Saved entries
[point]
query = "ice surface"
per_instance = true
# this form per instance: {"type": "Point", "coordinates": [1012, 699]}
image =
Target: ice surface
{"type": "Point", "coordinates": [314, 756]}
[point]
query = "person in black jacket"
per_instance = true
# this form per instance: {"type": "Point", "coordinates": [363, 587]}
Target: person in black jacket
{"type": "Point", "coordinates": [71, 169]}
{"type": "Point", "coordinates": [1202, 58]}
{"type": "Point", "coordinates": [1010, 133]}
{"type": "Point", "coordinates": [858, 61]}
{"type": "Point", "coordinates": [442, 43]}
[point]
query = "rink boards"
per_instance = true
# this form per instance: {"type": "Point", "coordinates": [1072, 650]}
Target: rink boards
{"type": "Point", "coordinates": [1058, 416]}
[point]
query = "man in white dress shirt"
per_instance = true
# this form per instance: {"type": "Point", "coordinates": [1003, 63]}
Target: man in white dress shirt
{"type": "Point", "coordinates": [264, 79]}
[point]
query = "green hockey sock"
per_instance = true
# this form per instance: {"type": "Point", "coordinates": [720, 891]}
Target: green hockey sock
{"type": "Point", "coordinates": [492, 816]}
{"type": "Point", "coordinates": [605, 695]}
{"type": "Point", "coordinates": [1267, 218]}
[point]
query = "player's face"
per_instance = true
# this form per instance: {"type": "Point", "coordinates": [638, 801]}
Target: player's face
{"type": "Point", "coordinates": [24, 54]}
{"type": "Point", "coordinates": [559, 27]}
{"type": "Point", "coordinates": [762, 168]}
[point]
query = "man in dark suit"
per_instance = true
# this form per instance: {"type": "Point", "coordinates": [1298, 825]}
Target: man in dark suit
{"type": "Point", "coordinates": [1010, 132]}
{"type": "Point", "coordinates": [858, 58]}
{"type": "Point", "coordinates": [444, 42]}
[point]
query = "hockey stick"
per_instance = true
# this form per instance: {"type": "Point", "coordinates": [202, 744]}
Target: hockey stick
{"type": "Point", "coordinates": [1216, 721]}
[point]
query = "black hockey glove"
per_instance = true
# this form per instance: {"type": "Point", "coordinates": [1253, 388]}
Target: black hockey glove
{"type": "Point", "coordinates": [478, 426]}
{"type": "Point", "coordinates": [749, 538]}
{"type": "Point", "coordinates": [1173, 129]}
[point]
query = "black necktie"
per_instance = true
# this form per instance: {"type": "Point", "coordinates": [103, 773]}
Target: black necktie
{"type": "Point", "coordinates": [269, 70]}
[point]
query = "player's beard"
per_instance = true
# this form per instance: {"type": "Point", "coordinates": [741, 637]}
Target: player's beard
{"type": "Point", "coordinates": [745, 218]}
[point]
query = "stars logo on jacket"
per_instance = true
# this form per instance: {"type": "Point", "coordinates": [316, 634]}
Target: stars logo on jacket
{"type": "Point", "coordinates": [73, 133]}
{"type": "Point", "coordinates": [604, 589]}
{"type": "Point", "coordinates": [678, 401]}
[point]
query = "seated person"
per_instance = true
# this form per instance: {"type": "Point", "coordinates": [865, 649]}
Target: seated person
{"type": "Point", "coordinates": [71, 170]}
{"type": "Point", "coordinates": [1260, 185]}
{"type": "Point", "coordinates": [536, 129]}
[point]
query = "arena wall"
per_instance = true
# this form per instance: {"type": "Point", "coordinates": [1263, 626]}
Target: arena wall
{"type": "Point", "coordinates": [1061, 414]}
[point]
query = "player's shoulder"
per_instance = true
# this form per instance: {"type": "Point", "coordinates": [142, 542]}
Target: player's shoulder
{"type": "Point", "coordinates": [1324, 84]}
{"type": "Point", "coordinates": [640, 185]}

Exercise goal –
Could you print every record above exactly as it appears?

Exercise answer –
[point]
query = "ice surface"
per_instance = true
# this form per instance: {"type": "Point", "coordinates": [1012, 699]}
image =
Target: ice surface
{"type": "Point", "coordinates": [314, 756]}
[point]
query = "person in black jacket"
per_instance = true
# this form per instance: {"type": "Point", "coordinates": [363, 587]}
Target: person in black jacket
{"type": "Point", "coordinates": [71, 169]}
{"type": "Point", "coordinates": [1202, 58]}
{"type": "Point", "coordinates": [1010, 133]}
{"type": "Point", "coordinates": [858, 61]}
{"type": "Point", "coordinates": [442, 43]}
[point]
query = "rink boards"
per_instance = true
# this form per instance: {"type": "Point", "coordinates": [1072, 650]}
Target: rink boards
{"type": "Point", "coordinates": [1058, 416]}
[point]
query = "man in white dress shirt"
per_instance = true
# this form per instance: {"type": "Point", "coordinates": [1003, 63]}
Target: man in white dress shirt
{"type": "Point", "coordinates": [264, 79]}
[point]
query = "green hockey sock"
per_instance = true
# this form per instance: {"type": "Point", "coordinates": [720, 891]}
Target: green hockey sock
{"type": "Point", "coordinates": [492, 816]}
{"type": "Point", "coordinates": [605, 695]}
{"type": "Point", "coordinates": [1267, 218]}
[point]
query = "player's face"
per_instance = true
# this form per instance: {"type": "Point", "coordinates": [638, 801]}
Target: player's face
{"type": "Point", "coordinates": [24, 54]}
{"type": "Point", "coordinates": [559, 27]}
{"type": "Point", "coordinates": [762, 168]}
[point]
query = "man in dark suit"
per_instance = true
# this form per instance: {"type": "Point", "coordinates": [1298, 825]}
Target: man in dark suit
{"type": "Point", "coordinates": [1010, 132]}
{"type": "Point", "coordinates": [858, 58]}
{"type": "Point", "coordinates": [444, 42]}
[point]
query = "hockey stick"
per_instance = true
# this form per instance: {"type": "Point", "coordinates": [202, 744]}
Target: hockey stick
{"type": "Point", "coordinates": [1216, 721]}
[point]
query = "black hockey glove"
per_instance = true
# this form per instance: {"type": "Point", "coordinates": [1253, 388]}
Target: black hockey glove
{"type": "Point", "coordinates": [478, 426]}
{"type": "Point", "coordinates": [749, 538]}
{"type": "Point", "coordinates": [1173, 129]}
[point]
query = "black necktie"
per_instance = true
# this form per instance: {"type": "Point", "coordinates": [103, 773]}
Target: black necktie
{"type": "Point", "coordinates": [269, 70]}
[point]
query = "player's beard"
per_instance = true
# this form per instance: {"type": "Point", "coordinates": [741, 637]}
Target: player's beard
{"type": "Point", "coordinates": [745, 218]}
[point]
query = "stars logo on jacket"
per_instance = true
# this form per instance: {"type": "Point", "coordinates": [316, 634]}
Target: stars logo on jacket
{"type": "Point", "coordinates": [73, 133]}
{"type": "Point", "coordinates": [604, 589]}
{"type": "Point", "coordinates": [678, 401]}
[point]
query = "seated person"
per_instance = true
# this form per instance: {"type": "Point", "coordinates": [865, 649]}
Target: seated person
{"type": "Point", "coordinates": [71, 170]}
{"type": "Point", "coordinates": [1260, 185]}
{"type": "Point", "coordinates": [536, 129]}
[point]
query = "arena wall"
per_instance = true
# this form per instance: {"type": "Point", "coordinates": [1263, 626]}
Target: arena wall
{"type": "Point", "coordinates": [1061, 414]}
[point]
query = "player's shoulder"
per_instance = true
# this form per instance: {"type": "Point", "coordinates": [142, 542]}
Target: player's shoulder
{"type": "Point", "coordinates": [1324, 84]}
{"type": "Point", "coordinates": [640, 185]}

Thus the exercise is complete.